- [Data to process]:
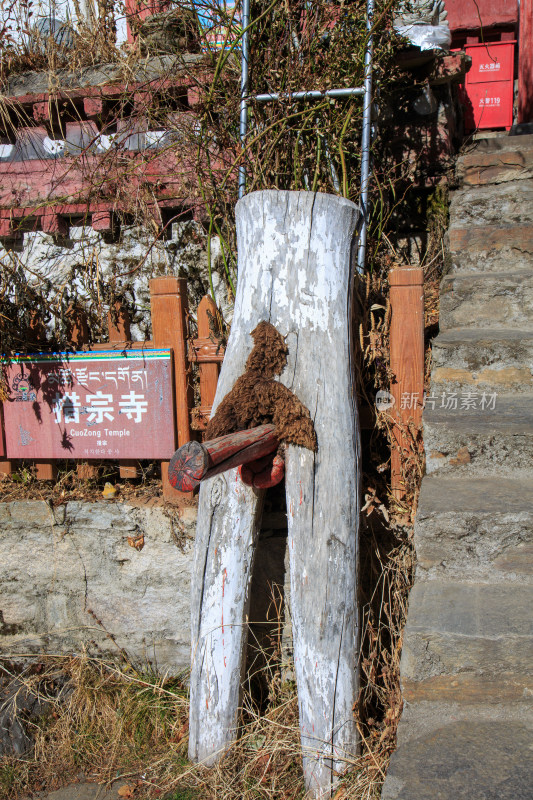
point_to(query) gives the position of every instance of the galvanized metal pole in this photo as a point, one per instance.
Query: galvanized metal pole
(243, 128)
(365, 141)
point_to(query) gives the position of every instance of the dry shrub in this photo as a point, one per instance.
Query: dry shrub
(113, 721)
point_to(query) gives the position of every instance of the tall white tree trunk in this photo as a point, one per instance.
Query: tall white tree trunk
(295, 272)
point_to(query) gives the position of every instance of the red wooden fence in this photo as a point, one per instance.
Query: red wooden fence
(170, 329)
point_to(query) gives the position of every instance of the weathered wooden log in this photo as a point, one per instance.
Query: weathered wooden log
(195, 461)
(294, 271)
(263, 473)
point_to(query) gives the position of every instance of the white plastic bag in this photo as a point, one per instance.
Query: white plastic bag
(426, 37)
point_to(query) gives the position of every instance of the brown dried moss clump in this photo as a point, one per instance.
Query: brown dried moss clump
(257, 398)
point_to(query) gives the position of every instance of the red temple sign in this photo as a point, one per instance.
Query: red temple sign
(104, 405)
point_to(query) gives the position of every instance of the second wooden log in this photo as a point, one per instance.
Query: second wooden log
(194, 462)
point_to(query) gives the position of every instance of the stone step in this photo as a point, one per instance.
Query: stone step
(478, 758)
(483, 300)
(490, 360)
(483, 248)
(463, 435)
(509, 204)
(457, 626)
(497, 161)
(479, 529)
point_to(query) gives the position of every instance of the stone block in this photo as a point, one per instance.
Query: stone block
(463, 760)
(471, 435)
(486, 299)
(478, 528)
(482, 239)
(72, 578)
(492, 359)
(456, 627)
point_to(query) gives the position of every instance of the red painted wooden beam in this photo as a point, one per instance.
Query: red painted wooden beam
(194, 462)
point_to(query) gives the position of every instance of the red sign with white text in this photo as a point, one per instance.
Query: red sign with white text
(104, 405)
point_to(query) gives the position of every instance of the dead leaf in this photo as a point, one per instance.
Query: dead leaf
(136, 541)
(126, 791)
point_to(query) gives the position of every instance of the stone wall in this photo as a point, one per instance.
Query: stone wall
(69, 580)
(86, 261)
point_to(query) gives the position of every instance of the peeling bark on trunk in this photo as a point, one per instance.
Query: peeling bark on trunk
(294, 271)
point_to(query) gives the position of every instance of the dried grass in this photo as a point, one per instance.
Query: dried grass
(113, 721)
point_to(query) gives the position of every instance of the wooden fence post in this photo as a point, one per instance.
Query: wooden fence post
(118, 326)
(168, 300)
(208, 372)
(407, 365)
(6, 467)
(79, 335)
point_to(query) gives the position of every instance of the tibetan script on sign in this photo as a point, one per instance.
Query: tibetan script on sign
(90, 405)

- [Required task]: Find the line containing "point_to(query) gives the position of every instance of the dead". Reproduce it exactly, along with every line after it through the last.

- [Exercise result]:
point_to(query) gives the position of every instance of the dead leaf in this photo as a point, one per instance.
Query: dead leaf
(136, 541)
(126, 791)
point_to(query) gives the position of every instance of the stone wall in this photo as a point, one per instance.
Query: stone wall
(69, 580)
(86, 261)
point_to(query) gives the position of every instance of the peeling bark on trunk in this photo as a point, one per instance.
Query: peeling bark on trunk
(294, 271)
point_to(query) gives the position of every instance of the dried grass in this photo as a point, one per instance.
Query: dried grass
(113, 721)
point_to(query) gives the position of every instance of the wooden fence post in this photo as a point, one per instance.
Query: wooden fence post
(118, 326)
(168, 300)
(208, 372)
(407, 365)
(6, 467)
(79, 335)
point_to(query) gives the position of every instance of the tibetan script on sign in this photo as a point, one per instance.
Query: tibetan script on sign
(90, 405)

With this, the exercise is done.